Object location label data:
# # #

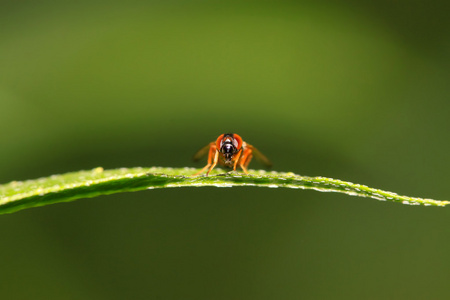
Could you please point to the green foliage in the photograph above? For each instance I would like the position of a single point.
(15, 196)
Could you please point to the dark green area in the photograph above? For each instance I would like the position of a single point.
(356, 91)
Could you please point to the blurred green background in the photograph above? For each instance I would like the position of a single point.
(356, 91)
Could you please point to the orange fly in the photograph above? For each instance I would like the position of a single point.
(230, 151)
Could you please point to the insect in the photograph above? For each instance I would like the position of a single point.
(230, 151)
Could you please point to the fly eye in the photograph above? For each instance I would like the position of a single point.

# # #

Your instructions:
Rewrite the listing with every "photograph" swapped for "image" and nothing else changed. Leave out the pictures.

Response below:
Could you please point to the green foliage in the image above? For each instance I would like the position of a single point.
(15, 196)
Could you please point to the dark green area in the image above? For each instance I would like the position of a single point.
(356, 91)
Could you please point to the blurred green background in the image above? For each instance I would like the position of a single point.
(356, 91)
Could you please point to the orange fly in the image above? For each instance I would like the position of a single point.
(230, 151)
Could you please point to the insect in the image above? For each instance I would like the position of a single point.
(230, 151)
Could you please point to the fly eye in the image above? For each instance I would like the position of a single point.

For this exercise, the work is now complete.